-------- DATA SUPPLIED
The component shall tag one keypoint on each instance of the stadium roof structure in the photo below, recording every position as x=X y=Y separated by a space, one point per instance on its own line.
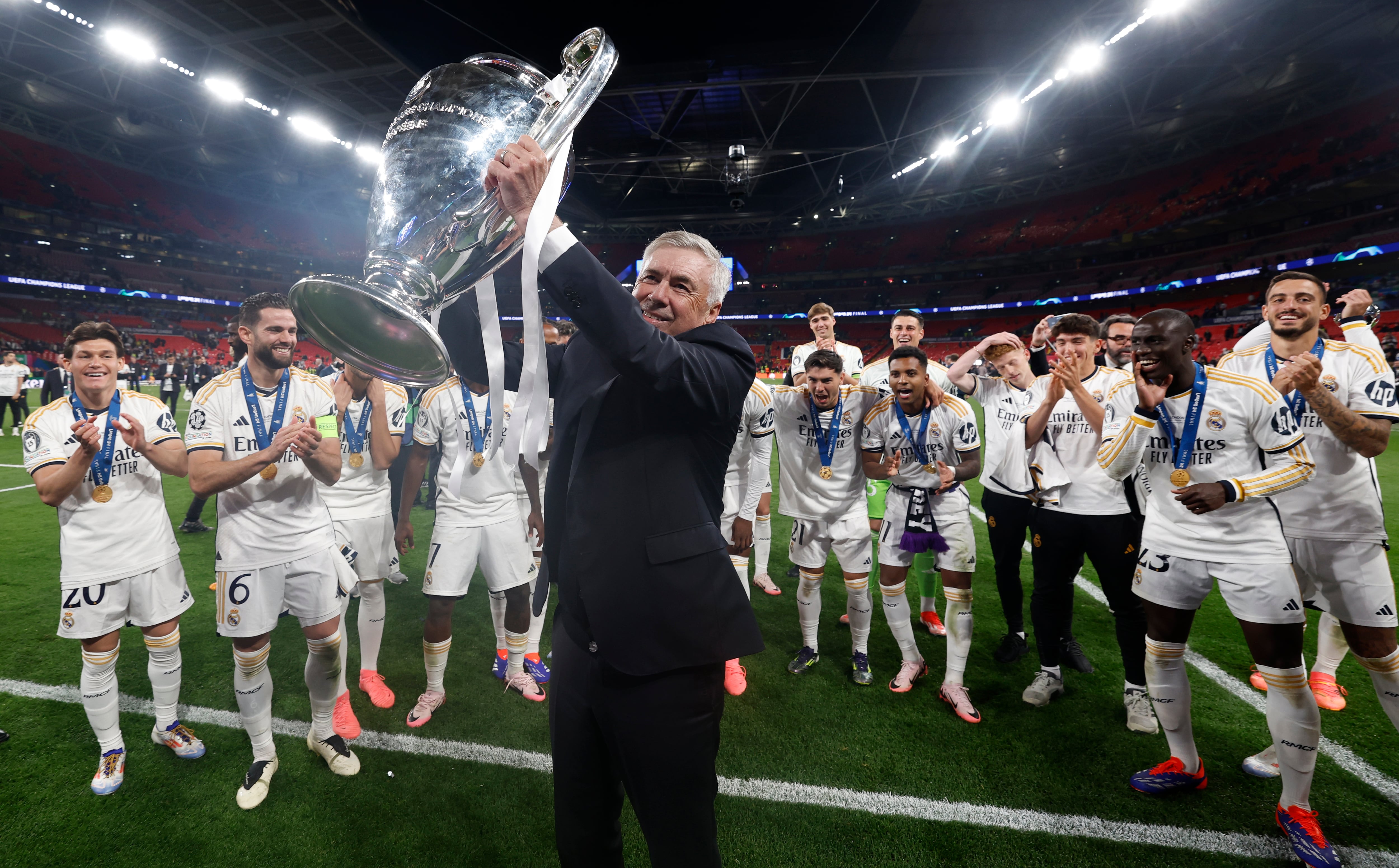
x=839 y=105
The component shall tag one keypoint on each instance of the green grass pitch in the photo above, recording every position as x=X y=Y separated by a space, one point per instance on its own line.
x=1071 y=758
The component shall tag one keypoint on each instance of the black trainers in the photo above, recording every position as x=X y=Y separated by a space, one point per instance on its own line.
x=1072 y=656
x=1012 y=648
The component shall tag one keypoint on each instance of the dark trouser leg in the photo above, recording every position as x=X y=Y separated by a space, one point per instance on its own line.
x=1006 y=522
x=1055 y=553
x=657 y=736
x=1114 y=550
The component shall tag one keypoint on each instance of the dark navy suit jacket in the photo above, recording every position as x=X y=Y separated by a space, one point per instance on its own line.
x=644 y=424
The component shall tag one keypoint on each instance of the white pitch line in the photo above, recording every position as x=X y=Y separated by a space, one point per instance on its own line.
x=886 y=804
x=1342 y=755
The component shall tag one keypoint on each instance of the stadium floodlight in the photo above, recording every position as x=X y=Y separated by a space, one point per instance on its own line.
x=1167 y=8
x=1086 y=58
x=1004 y=112
x=311 y=129
x=226 y=90
x=131 y=45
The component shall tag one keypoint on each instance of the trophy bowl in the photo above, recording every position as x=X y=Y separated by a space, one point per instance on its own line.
x=433 y=230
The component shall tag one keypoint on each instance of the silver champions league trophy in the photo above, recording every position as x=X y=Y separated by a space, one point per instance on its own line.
x=434 y=231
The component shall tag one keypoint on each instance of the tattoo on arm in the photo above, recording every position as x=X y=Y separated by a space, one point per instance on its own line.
x=1367 y=437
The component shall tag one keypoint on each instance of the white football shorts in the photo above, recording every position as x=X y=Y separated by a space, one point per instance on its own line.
x=250 y=602
x=142 y=600
x=1348 y=579
x=962 y=542
x=812 y=543
x=1260 y=593
x=374 y=540
x=500 y=550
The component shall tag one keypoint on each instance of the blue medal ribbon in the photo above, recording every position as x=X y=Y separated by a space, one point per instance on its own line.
x=1183 y=449
x=1295 y=399
x=921 y=441
x=355 y=438
x=826 y=441
x=103 y=460
x=478 y=432
x=279 y=410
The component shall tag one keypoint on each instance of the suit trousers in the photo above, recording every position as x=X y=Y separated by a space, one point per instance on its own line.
x=1058 y=546
x=652 y=738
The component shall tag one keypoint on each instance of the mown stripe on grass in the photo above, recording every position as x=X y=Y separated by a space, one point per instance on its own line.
x=888 y=804
x=1342 y=755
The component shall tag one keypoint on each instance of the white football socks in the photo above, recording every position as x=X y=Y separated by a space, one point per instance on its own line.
x=809 y=606
x=1170 y=690
x=373 y=611
x=163 y=664
x=515 y=645
x=252 y=687
x=1295 y=722
x=434 y=659
x=324 y=681
x=536 y=623
x=899 y=614
x=1384 y=674
x=345 y=649
x=100 y=701
x=1331 y=645
x=762 y=543
x=499 y=618
x=959 y=632
x=860 y=606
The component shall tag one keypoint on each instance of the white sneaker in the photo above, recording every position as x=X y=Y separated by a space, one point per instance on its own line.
x=177 y=737
x=527 y=687
x=1141 y=715
x=1043 y=690
x=111 y=769
x=334 y=750
x=257 y=783
x=1264 y=764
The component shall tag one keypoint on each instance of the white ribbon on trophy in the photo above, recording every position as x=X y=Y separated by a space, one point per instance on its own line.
x=528 y=432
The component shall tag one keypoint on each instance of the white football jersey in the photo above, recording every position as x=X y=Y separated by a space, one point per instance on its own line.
x=952 y=430
x=1092 y=493
x=1342 y=501
x=131 y=533
x=262 y=522
x=755 y=423
x=851 y=358
x=876 y=375
x=1241 y=421
x=363 y=493
x=487 y=491
x=1005 y=409
x=804 y=493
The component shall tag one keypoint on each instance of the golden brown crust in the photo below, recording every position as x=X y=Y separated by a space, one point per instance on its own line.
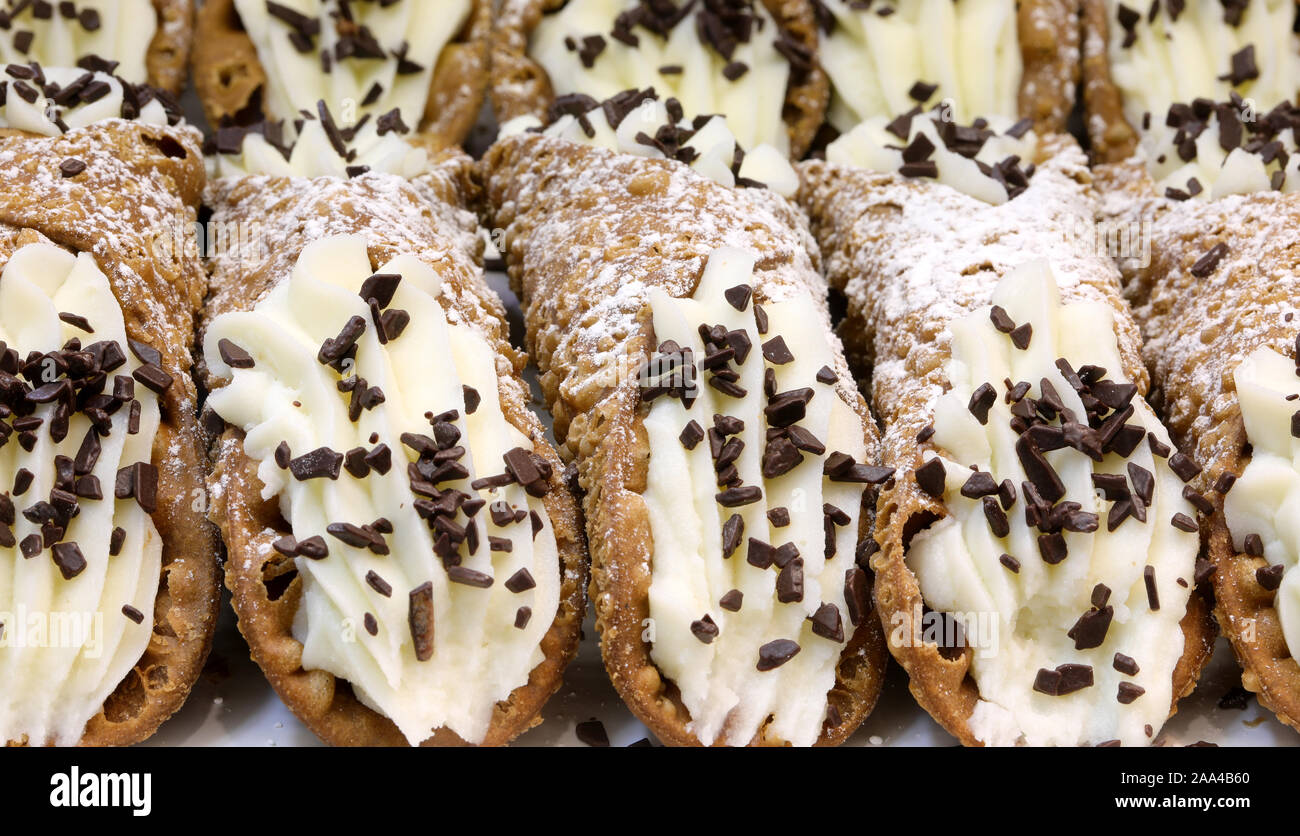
x=1199 y=329
x=135 y=199
x=229 y=76
x=1048 y=31
x=869 y=246
x=168 y=59
x=425 y=219
x=520 y=85
x=658 y=221
x=1113 y=138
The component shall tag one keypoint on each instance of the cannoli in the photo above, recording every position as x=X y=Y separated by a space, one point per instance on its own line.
x=716 y=56
x=411 y=61
x=406 y=557
x=1035 y=554
x=727 y=459
x=1207 y=185
x=973 y=57
x=1139 y=63
x=139 y=40
x=108 y=570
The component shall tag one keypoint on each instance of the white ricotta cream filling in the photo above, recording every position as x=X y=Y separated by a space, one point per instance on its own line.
x=1265 y=499
x=68 y=641
x=1173 y=60
x=1214 y=172
x=355 y=618
x=1034 y=609
x=406 y=38
x=722 y=683
x=969 y=50
x=677 y=66
x=46 y=116
x=116 y=30
x=714 y=144
x=312 y=155
x=872 y=146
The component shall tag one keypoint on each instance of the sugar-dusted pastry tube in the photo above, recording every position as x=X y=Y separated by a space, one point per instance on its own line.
x=979 y=57
x=108 y=568
x=406 y=557
x=1035 y=567
x=423 y=60
x=752 y=61
x=1217 y=304
x=139 y=40
x=727 y=458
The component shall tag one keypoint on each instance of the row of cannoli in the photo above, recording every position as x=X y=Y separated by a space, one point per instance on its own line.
x=1013 y=475
x=1058 y=423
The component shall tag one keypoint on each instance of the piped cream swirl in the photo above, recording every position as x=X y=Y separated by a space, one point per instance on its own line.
x=116 y=30
x=1265 y=499
x=723 y=684
x=358 y=83
x=482 y=645
x=677 y=65
x=875 y=52
x=66 y=641
x=1027 y=613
----------------
| WHAT YOU NEED TO DO |
Only the text of the records belongs in your answer, repeated exactly; the pictures stay out.

| SOLUTION BELOW |
The component shall tag one keypoint on each instance of the stadium roof structure in the photo below, recording every position as x=X y=Y separated by a space, one point per instance on its own line.
x=839 y=105
The component shall tag one keypoint on each instance of the green grass pitch in the photo above, recording every position as x=X y=Y separated by a space, one point per instance on its own line.
x=1071 y=758
The component shall tag one keypoint on each instance of the black trainers in the photo above, recording every position as x=X y=Y separated by a space, one point per instance on its own line.
x=1072 y=656
x=1012 y=648
The component shall tag one keypoint on each instance of the dark trouser leg in the photo above, recording every position as x=X y=Y separated by a space, one point per instance on its own line.
x=1006 y=522
x=1055 y=553
x=657 y=736
x=1114 y=550
The component shall tag one keypoint on each instance of the dark navy suit jacket in the photo above, recording every position as x=X y=Y separated by a space, one point per instance on its own line.
x=644 y=424
The component shall tag one keypoint on each instance of the white pitch line in the photo above, recording every position as x=X y=Y separated by a space, one point per instance on its own line.
x=886 y=804
x=1342 y=755
The component shall tag one keypoint on each instance of the stadium floodlight in the photo above, recording every position as x=X y=Y separated by a space, one point per instance on its own line.
x=1167 y=8
x=1086 y=58
x=1004 y=112
x=311 y=129
x=226 y=90
x=131 y=45
The component shall tag one keypoint on each instance of the trophy bowl in the photo above, recording every position as x=X y=Y separated by a space, one point per instance on its own line.
x=433 y=230
The component shall tag one keypoint on each instance of the silver champions league trophy in the photo above, recording every position as x=X y=Y separated by a space, one point per instance on its own line.
x=434 y=231
The component shall tag one keypoint on each instance of the tattoo on arm in the photo above, recording every position as x=X y=Y separated by a space, one point per instance on its own line.
x=1367 y=437
The component shall tag one keypoint on each instance of the white football shorts in the photo above, recording every position as x=X y=Y separated by a space, one point per instance on its own line.
x=250 y=602
x=142 y=600
x=1348 y=579
x=962 y=542
x=812 y=543
x=1260 y=593
x=374 y=540
x=500 y=550
The component shall tag one keypoint on each instance of the blue medal ribbon in the photo above, recording every position as x=X y=Y separated by a space, one point per instance on its own line.
x=1183 y=449
x=1295 y=399
x=921 y=441
x=355 y=438
x=826 y=441
x=103 y=460
x=478 y=432
x=279 y=410
The component shall tag one keypoint on each instance of the suit trousers in the photo above, recording every position as x=X y=Y separated by a space, one point per instance on its own line.
x=1058 y=546
x=652 y=738
The component shall tag one keypoint on each instance of the mown stripe on grass in the photo above, recording every position as x=X y=Y separated by a space, one point per instance on its own line.
x=888 y=804
x=1342 y=755
The component shall tag one keypoint on each instance of the white football socks in the photo above, recording every position as x=X y=Y separated by a space, one point per instance on its own line.
x=809 y=606
x=1170 y=690
x=373 y=611
x=163 y=664
x=515 y=645
x=252 y=687
x=1295 y=722
x=434 y=659
x=324 y=681
x=536 y=623
x=899 y=614
x=1384 y=674
x=345 y=649
x=100 y=701
x=1331 y=645
x=762 y=543
x=499 y=618
x=959 y=632
x=860 y=606
The component shall tag one keypoint on each instance of the white sneaker in the photo above, recording every position as x=X y=Y separated by a space, one point per instance on its own line.
x=177 y=737
x=527 y=687
x=1141 y=715
x=1043 y=690
x=111 y=769
x=334 y=750
x=257 y=783
x=1264 y=764
The component shall tag one keypoint on each instance of the white ribbon on trophy in the photo above, recording every position as x=X y=Y separated by a space, one point per instance on its own line.
x=528 y=432
The component shall tag one keypoint on each instance of the white football jersey in the photo above, recording every position as x=X y=Y separated by a space, one point per instance on its own line.
x=952 y=430
x=1092 y=493
x=1342 y=501
x=131 y=533
x=262 y=522
x=755 y=423
x=851 y=358
x=876 y=375
x=1241 y=421
x=363 y=493
x=487 y=491
x=1005 y=409
x=804 y=493
The component shall tag one keypoint on each instance of the golden brown crust in the photo below, recording every position as x=X y=Y separated by a space, one point per instance on its own line.
x=1199 y=329
x=135 y=199
x=229 y=76
x=1048 y=31
x=869 y=246
x=168 y=59
x=425 y=219
x=520 y=85
x=658 y=221
x=1113 y=138
The component shall tag one keypoint on each instance of the cannoli in the photo above, recording every position as x=X y=Y separated by a space, one point per instance on its own line.
x=716 y=56
x=411 y=61
x=406 y=557
x=1035 y=554
x=727 y=459
x=1207 y=185
x=973 y=57
x=1139 y=63
x=139 y=40
x=108 y=570
The component shall tag one keypoint on each instance of the white ricotta cream filling in the photo above, recording every position as x=X y=Y separated by a space, one point per instance on its own line.
x=1265 y=499
x=68 y=641
x=1173 y=60
x=1214 y=172
x=355 y=618
x=1034 y=609
x=406 y=38
x=722 y=683
x=969 y=50
x=677 y=66
x=46 y=116
x=116 y=30
x=714 y=144
x=312 y=155
x=872 y=146
The component shall tag one keypoint on each instance of the sugar-dusted pastry tube in the photo above, recording every position as x=X y=Y separated by a space, one point per instance on its own line.
x=979 y=57
x=108 y=568
x=406 y=557
x=1035 y=567
x=423 y=60
x=752 y=61
x=1217 y=304
x=139 y=40
x=727 y=458
The component shall tag one keypoint on each instance of the row of cannoli in the photo above, recording every position as x=X y=Y separated by a space, one point per instance on its own line.
x=1013 y=475
x=1058 y=423
The component shall tag one keypoint on each instance of the piped cream swirl in the photo above, recording every position as x=X y=Y separated by a space, one point per instance on its own line.
x=116 y=30
x=1265 y=499
x=723 y=684
x=358 y=83
x=482 y=645
x=677 y=65
x=875 y=52
x=66 y=641
x=1027 y=613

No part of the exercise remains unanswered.